## YOUR OBJECTIVE
Reproduce the listing below word for word, omitting the image.
....
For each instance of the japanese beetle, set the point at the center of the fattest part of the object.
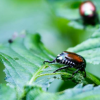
(88, 13)
(70, 60)
(10, 41)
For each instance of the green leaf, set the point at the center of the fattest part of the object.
(79, 92)
(23, 60)
(76, 93)
(7, 93)
(89, 49)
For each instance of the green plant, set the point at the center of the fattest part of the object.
(26, 76)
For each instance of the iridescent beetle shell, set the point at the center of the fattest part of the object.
(70, 60)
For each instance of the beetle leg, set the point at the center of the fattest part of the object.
(74, 73)
(49, 61)
(60, 69)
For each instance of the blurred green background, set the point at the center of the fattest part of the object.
(52, 19)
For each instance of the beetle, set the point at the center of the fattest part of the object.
(10, 41)
(70, 60)
(88, 13)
....
## SOLVED EXERCISE
For each instance of the japanese beetle, set the point at the center of the fattest part of the object.
(88, 13)
(70, 60)
(10, 41)
For each instance of the green leaf, set the point at the center of the fattest part of the object.
(79, 92)
(23, 60)
(76, 93)
(7, 93)
(89, 49)
For each instance of the green plant, set the point at the center of the fattest part of the object.
(26, 76)
For each instance of the iridescent beetle shell, set the point at the center of the fattest part of the object.
(70, 60)
For each instance of the beetle leg, set the point at the center of the fattest part of the object.
(74, 73)
(49, 61)
(60, 69)
For each instance of the blurred green background, set the point at the center of the fattest part of the object.
(52, 19)
For each instance of the beetle, set the point at the center of the fattest part of the object.
(10, 41)
(70, 60)
(88, 13)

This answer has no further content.